Work required |
Find how many lines in the material below hold the word "frame". Reply with that figure alone.

Material provided |
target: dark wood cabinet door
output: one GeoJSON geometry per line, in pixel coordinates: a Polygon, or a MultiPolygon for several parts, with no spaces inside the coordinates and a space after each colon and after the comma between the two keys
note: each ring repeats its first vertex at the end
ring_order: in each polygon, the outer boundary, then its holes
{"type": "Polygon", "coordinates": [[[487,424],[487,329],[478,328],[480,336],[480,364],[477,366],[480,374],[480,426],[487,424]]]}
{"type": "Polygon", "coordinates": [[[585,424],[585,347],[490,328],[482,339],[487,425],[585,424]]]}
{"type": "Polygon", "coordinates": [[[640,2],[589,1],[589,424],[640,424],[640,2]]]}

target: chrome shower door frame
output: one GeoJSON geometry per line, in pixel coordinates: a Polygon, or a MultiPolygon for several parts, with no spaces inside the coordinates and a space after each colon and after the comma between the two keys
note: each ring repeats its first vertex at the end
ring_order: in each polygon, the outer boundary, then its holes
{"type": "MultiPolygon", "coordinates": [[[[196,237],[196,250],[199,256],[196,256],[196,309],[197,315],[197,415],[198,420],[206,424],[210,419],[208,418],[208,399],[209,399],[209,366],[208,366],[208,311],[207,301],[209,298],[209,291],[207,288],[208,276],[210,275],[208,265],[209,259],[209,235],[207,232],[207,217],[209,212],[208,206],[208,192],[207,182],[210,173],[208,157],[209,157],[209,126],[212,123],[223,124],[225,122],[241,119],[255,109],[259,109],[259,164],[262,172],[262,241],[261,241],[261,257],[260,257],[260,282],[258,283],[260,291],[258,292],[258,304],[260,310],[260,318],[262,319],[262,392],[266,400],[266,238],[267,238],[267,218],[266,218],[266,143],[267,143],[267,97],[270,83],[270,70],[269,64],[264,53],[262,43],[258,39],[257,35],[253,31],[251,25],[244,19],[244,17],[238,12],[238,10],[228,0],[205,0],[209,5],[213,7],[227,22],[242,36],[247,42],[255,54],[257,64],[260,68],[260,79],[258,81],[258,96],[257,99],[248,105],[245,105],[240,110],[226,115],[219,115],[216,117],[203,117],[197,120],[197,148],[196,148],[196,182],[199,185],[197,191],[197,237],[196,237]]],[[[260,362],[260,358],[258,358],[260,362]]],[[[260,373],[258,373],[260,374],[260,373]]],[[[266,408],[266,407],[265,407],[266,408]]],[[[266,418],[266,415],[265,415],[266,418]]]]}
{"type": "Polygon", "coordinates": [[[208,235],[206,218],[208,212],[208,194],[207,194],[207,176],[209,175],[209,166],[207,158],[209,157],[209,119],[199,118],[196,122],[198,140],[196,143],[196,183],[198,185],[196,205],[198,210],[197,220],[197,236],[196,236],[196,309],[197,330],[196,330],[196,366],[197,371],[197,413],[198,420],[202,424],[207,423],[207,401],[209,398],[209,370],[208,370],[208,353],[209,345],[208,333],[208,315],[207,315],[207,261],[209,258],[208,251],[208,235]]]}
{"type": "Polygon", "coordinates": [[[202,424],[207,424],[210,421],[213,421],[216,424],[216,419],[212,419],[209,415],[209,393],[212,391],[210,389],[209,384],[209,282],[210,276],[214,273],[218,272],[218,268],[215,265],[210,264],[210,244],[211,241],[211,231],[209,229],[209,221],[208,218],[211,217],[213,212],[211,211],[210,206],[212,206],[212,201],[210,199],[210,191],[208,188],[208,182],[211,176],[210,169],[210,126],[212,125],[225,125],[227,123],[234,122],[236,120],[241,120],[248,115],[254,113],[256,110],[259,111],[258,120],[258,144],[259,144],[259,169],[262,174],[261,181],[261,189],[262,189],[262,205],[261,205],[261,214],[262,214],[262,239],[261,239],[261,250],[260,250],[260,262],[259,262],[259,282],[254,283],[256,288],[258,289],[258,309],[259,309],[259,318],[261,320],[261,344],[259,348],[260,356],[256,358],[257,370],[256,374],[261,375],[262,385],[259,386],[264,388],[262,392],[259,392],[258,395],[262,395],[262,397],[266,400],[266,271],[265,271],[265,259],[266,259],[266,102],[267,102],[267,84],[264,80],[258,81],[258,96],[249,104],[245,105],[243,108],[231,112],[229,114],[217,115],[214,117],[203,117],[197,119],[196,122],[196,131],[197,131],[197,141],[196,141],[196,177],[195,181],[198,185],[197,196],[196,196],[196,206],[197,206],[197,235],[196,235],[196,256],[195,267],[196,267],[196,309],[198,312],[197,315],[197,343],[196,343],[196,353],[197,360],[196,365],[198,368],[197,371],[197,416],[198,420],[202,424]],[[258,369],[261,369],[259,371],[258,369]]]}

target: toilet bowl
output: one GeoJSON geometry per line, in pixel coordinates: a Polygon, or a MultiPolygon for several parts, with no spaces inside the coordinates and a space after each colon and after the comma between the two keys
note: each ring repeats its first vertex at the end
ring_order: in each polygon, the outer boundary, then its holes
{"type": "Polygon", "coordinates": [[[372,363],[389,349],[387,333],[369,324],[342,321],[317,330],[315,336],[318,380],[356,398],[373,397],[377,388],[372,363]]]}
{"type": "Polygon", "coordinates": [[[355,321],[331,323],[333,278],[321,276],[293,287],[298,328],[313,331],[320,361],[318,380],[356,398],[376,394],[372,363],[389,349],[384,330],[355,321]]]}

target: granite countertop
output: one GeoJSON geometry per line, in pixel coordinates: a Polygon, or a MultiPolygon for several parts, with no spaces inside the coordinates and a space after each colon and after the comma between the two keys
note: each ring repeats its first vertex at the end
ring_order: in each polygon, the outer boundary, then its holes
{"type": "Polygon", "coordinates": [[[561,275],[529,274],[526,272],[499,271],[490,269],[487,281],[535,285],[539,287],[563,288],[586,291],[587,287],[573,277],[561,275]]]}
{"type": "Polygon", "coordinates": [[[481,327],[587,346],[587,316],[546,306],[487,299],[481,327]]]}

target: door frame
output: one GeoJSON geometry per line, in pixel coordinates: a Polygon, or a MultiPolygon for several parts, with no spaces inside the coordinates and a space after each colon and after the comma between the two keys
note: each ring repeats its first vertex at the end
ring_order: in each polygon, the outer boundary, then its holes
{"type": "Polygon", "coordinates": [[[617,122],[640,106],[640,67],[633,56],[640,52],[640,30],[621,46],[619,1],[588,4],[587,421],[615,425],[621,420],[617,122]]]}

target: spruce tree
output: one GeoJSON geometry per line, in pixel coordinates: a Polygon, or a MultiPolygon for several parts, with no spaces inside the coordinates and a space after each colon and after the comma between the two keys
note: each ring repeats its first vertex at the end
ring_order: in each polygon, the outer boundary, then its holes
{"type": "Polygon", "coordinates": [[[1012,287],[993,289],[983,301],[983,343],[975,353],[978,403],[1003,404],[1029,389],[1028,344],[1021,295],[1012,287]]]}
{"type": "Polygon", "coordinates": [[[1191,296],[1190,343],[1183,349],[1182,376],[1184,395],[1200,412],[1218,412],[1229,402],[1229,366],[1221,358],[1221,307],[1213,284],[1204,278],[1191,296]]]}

Response |
2